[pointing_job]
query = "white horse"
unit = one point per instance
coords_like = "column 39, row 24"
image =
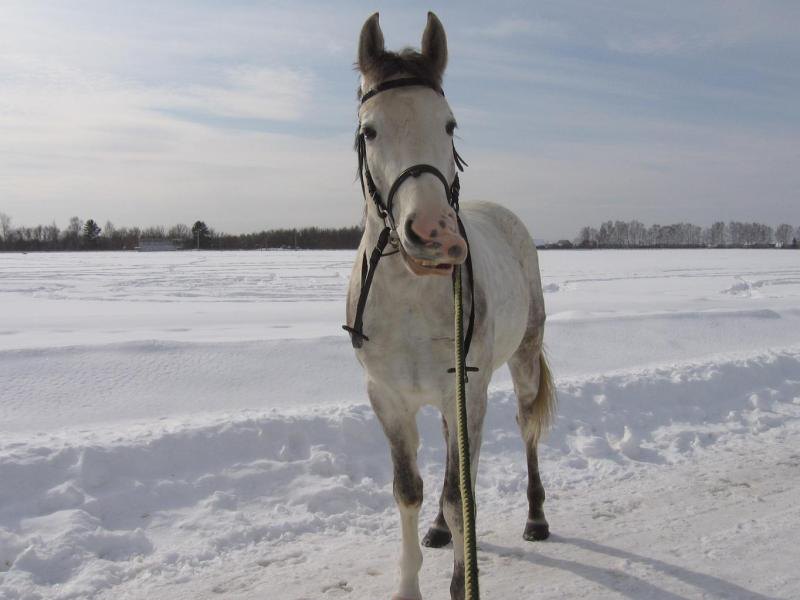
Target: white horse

▶ **What you will do**
The data should be printed again unchanged; leave its pictures out.

▶ **Full answer**
[pointing_job]
query = "white horse"
unit = one point per instance
coords_like = "column 39, row 24"
image =
Target: white horse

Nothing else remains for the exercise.